**Fragmento**
Con poco más de cinco años, me hice muy amigo de Alfonso, hijo de una antigua criada, que tenía ocho años y era monaguillo en el convento vecino. Tengo idea de que mi madre confiaba mucho en la suya, y le pidió que Alfonsillo se cuidara algo de mí. Mi madre no sabía que Alfonso me hacía correr ciertos peligros, subiendo a la torre del convento. Una escalera peligrosa, a la que le faltaban algunos de los peldaños de madera y en la que podía producirse cualquier accidente lamentable.

Pero yo tenía plena confianza en él y me sentía muy protegido y seguro. Me enseñaba cómo había de poner el pie, como un buen y responsable monitor de escalada. Y me enseñaba muchos secretos de aquel convento. Por ejemplo: la sacristía y las estancias que servían de almacén a los catafalcos o armatostes revestidos de paños fúnebres, que se instalaban para las «misas de difuntos».

–«Ahora verás: yo me meto debajo y empujo, como si fuera un tanque de guerra. No te asustes. Tú, ponte allá, en el otro extremo, y mira cómo avanzo y evoluciono».
Me parecía admirable que tuviera la fuerza de hacer avanzar aquel catafalco impresionante. Y en efecto, era estremecedor, pero también muy divertido, porque sabía que era Alfonsillo quien empujaba y hacía «maniobras» con aquel tanque, el más apropiado para una «guerra santa».

También me enseñaba otras cosas. Dónde meaban los curas y todo lo que se guardaba en los imponentes armarios de la sacristía, con olor a tabaco e incienso… Es el caso que, una tarde, yo estaba con mis padres en una de las bodegas familiares o de amigos. Una finca muy vasta, con una parte de jardín en el que se mantenían como media docena de colmenas. Y Alfonso estaba con nosotros y yo a su cargo. Me llevó a merodear por aquellos lugares, e hicimos el descubrimiento de las colmenas. Nadie nos avisó que tuviéramos algún cuidado.

A la entrada de una de aquéllas, bullía un pequeño enjambre de abejas y no se sabe por qué Alfonso tuvo «la feliz idea» de arrimar su bota a aquella entrada de la colmena. Al instante, un enjambre mucho mayor se echó encima de nosotros. Salimos corriendo y yo recibí alguna picadura dolorosa. Lloraba asustado y se armó un gran revuelo entre los mayores. Mi padre hizo de todo responsable a mi amigo y le corrió dándole cachetes y alguna patada en el culo.

Aquello me conmovió profundamente. Me dolía el castigo humillante que estaba sufriendo Alfonsillo, como si él fuera «un chico malo», como cualquiera. Pero no era cualquiera. Alfonso era la diversión, la enseñanza, la risa, el asombro, la confianza y el afecto más verdaderos.

**Instrucciones**
- 1) Reproduce del fragmento el pasaje que va desde "Aquello me conmovió" hasta "afecto más verdaderos.", ambos incluidos.
- 2) Indica si cada afirmación coincide con el fragmento, respondiendo sí o no y citando las palabras que lo deciden: (a) Alfonso tenía ocho años y era monaguillo; (b) alguien les advirtió que tuvieran cuidado con las colmenas; (c) la madre sabía que Alfonso subía con el niño a la torre del convento.
- 3) Enumera todo lo que, según la última frase del fragmento, era Alfonso.
Responde basándote solo en el fragmento.

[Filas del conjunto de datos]
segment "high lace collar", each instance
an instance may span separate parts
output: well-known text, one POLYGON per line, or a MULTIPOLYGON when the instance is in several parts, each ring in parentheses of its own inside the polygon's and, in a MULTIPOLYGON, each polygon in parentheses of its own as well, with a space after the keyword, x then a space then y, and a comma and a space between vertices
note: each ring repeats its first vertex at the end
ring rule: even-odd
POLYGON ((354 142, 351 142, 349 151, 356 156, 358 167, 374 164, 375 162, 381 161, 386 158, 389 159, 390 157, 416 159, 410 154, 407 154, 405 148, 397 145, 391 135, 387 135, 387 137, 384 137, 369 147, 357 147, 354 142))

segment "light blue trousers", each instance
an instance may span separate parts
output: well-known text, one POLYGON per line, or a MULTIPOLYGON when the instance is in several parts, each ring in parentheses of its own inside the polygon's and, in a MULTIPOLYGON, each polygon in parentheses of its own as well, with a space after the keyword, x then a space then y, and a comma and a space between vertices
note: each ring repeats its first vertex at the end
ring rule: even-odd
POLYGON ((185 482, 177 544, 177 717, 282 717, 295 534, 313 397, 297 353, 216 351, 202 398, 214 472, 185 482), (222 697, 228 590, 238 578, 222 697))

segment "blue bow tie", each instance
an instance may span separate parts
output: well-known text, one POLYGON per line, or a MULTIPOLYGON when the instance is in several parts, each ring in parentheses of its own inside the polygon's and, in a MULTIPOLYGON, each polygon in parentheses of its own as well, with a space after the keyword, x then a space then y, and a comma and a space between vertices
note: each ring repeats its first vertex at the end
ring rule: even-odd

* * *

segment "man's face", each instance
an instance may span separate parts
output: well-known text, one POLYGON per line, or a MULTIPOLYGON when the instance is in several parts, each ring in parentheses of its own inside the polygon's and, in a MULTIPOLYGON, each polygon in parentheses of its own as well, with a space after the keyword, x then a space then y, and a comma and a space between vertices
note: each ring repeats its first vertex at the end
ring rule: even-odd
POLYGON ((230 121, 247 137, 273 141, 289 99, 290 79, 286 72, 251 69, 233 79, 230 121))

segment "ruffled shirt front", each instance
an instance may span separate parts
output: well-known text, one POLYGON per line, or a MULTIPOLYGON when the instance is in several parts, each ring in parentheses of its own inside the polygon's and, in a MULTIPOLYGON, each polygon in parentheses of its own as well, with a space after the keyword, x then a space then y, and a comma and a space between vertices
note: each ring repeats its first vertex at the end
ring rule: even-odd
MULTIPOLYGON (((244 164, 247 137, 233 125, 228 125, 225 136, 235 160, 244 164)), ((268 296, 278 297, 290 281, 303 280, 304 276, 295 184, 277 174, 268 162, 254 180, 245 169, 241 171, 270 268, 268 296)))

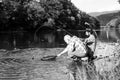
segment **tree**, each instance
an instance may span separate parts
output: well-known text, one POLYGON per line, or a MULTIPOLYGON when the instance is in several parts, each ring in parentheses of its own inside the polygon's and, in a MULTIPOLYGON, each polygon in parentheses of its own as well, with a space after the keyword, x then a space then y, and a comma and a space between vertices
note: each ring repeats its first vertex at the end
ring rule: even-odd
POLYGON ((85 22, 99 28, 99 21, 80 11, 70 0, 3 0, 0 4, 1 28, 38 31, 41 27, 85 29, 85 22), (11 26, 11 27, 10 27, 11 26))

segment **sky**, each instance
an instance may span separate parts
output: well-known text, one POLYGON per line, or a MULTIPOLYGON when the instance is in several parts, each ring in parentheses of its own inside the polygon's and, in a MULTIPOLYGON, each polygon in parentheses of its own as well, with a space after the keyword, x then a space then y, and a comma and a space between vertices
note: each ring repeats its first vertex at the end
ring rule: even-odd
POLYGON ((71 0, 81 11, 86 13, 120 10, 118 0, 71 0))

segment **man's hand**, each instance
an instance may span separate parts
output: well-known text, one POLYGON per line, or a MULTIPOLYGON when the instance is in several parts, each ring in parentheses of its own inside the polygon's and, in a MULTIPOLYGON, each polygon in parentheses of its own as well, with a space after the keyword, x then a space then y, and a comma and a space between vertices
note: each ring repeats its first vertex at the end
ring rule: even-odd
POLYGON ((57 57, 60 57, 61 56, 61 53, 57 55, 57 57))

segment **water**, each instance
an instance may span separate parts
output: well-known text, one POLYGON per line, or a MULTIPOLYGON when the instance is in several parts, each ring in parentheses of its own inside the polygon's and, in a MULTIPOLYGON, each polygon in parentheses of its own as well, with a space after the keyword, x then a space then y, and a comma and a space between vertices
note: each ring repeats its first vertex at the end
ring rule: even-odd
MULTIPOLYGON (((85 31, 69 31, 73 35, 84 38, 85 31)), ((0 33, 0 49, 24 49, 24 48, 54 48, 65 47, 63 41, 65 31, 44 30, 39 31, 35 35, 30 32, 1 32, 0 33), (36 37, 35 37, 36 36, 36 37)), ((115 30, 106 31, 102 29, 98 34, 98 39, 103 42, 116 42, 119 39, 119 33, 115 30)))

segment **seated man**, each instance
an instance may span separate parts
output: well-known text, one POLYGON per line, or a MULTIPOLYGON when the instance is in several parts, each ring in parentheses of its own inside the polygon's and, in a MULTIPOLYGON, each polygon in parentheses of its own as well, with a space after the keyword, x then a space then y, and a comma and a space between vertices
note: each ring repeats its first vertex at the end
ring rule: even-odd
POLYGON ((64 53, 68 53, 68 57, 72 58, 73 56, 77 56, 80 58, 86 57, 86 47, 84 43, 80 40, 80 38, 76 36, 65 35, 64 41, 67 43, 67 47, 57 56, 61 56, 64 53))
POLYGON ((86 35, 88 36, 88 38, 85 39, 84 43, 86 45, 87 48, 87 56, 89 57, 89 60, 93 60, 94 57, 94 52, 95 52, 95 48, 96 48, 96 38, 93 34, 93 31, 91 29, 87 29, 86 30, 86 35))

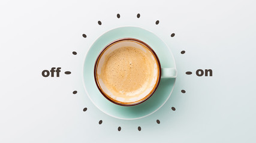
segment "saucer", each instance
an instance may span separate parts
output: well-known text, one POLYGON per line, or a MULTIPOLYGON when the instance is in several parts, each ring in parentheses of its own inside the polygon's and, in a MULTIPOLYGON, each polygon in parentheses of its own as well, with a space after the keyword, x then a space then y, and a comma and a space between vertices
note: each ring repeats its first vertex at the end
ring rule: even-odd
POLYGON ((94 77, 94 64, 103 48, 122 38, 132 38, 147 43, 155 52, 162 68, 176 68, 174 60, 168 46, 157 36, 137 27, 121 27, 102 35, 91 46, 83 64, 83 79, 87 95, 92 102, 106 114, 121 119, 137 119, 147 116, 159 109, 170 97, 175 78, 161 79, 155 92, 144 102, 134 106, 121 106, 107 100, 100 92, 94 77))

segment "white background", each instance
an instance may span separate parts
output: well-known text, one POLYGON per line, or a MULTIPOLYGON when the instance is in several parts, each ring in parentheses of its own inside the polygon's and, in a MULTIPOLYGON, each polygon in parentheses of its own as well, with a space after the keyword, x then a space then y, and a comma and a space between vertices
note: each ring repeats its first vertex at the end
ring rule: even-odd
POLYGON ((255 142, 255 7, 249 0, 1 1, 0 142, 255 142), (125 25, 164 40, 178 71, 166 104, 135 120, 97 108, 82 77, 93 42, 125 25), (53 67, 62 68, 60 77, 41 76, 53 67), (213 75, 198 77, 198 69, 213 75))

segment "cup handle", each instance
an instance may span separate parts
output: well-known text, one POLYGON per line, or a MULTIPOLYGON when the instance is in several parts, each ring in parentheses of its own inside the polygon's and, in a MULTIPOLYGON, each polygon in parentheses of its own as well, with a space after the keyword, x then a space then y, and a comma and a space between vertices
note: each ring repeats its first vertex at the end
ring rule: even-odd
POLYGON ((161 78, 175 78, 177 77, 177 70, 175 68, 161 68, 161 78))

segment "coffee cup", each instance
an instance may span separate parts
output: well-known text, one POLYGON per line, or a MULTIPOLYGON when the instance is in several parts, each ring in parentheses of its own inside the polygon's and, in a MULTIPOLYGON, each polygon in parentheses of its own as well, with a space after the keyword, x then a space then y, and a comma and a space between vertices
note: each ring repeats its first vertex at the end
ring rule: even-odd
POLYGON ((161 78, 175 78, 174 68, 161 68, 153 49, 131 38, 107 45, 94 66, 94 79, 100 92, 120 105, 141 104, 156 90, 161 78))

---

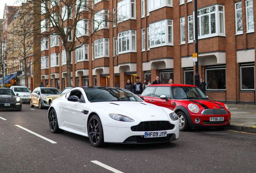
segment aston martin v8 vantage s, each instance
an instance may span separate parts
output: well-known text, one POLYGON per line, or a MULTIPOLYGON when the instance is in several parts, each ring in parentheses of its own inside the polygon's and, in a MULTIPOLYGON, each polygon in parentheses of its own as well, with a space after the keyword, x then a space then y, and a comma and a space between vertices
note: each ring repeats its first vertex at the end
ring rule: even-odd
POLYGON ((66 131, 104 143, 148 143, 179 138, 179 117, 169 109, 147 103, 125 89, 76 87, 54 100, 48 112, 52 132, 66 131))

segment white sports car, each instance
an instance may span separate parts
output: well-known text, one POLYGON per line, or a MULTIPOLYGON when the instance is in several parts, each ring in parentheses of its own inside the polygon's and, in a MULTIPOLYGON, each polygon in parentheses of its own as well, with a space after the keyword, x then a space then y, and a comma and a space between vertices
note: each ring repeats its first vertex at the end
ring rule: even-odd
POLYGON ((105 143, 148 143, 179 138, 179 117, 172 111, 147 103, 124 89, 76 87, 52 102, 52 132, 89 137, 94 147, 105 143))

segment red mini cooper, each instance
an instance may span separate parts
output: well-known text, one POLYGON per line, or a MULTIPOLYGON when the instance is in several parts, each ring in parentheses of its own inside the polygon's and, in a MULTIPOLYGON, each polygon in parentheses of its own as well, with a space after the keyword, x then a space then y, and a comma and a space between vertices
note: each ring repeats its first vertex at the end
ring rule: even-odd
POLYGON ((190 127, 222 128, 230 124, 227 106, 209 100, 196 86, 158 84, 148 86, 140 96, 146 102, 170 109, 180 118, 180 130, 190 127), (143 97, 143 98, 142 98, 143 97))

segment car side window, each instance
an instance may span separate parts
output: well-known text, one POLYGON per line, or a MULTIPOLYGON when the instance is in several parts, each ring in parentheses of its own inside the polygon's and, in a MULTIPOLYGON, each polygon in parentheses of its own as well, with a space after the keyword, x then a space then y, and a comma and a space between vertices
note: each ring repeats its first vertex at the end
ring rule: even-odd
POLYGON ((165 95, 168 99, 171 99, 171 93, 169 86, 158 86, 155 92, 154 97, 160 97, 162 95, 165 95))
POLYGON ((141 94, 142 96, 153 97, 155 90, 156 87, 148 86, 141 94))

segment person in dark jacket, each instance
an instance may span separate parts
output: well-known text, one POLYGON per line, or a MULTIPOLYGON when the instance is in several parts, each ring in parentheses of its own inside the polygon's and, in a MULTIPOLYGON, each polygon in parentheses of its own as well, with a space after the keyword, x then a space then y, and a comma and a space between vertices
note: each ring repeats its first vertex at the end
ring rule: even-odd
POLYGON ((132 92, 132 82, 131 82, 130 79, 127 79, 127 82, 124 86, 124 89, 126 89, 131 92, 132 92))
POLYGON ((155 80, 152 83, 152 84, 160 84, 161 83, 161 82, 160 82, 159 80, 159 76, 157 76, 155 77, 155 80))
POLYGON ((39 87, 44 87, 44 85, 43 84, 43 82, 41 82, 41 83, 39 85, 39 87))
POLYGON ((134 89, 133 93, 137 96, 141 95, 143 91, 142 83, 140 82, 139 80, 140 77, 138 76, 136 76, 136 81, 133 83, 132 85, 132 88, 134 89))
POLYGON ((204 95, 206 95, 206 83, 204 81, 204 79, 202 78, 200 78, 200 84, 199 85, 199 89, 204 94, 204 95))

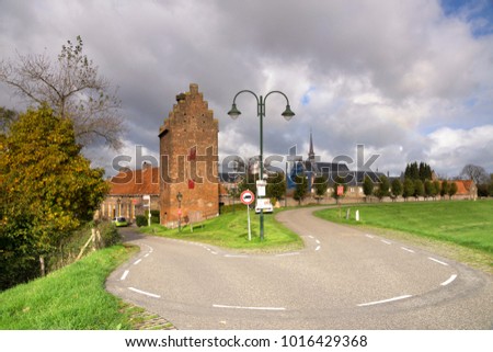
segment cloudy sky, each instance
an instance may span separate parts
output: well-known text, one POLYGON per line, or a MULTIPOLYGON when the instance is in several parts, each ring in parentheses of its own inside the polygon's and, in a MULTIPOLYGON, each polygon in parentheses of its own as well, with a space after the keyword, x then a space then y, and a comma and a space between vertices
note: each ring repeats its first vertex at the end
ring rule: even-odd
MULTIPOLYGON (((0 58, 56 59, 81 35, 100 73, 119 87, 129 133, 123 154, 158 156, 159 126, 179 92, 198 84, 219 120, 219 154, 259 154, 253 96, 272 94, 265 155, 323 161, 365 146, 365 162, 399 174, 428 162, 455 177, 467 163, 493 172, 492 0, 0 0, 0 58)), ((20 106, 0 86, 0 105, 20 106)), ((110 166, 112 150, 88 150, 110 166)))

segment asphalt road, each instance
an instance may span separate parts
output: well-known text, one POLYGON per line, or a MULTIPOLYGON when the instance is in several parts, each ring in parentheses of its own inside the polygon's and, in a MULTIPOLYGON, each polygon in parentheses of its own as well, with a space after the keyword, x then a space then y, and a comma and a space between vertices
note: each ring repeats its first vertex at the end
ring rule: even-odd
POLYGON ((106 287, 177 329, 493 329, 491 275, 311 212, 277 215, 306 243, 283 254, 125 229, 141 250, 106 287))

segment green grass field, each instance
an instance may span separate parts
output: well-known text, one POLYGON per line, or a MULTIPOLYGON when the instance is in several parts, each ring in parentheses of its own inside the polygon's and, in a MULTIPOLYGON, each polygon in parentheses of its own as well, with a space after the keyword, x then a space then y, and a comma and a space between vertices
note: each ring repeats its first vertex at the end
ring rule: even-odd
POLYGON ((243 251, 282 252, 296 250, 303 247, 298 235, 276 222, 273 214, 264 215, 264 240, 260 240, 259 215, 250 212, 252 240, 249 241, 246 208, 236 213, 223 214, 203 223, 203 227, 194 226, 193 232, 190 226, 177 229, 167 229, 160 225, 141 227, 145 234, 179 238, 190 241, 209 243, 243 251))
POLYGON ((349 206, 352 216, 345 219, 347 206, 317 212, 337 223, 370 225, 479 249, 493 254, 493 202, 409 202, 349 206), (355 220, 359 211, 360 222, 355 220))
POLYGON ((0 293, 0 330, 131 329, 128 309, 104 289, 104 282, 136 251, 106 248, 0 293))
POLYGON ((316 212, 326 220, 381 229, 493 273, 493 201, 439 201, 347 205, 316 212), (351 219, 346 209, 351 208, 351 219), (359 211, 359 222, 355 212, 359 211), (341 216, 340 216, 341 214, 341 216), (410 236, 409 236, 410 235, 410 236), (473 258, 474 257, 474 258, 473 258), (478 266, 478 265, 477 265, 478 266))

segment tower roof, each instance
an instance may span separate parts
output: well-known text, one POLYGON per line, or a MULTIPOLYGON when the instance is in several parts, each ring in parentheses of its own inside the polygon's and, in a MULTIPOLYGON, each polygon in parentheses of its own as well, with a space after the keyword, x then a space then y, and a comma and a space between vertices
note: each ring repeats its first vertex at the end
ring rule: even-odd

**Respuestas por tarea**
- 1)
Aquello me conmovió profundamente. Me dolía el castigo humillante que estaba sufriendo Alfonsillo, como si él fuera «un chico malo», como cualquiera. Pero no era cualquiera. Alfonso era la diversión, la enseñanza, la risa, el asombro, la confianza y el afecto más verdaderos.

- 2)
(a) Sí: "tenía ocho años y era monaguillo en el convento vecino".
(b) No: "Nadie nos avisó que tuviéramos algún cuidado."
(c) No: "Mi madre no sabía que Alfonso me hacía correr ciertos peligros, subiendo a la torre del convento."

- 3)
la diversión
la enseñanza
la risa
el asombro
la confianza
el afecto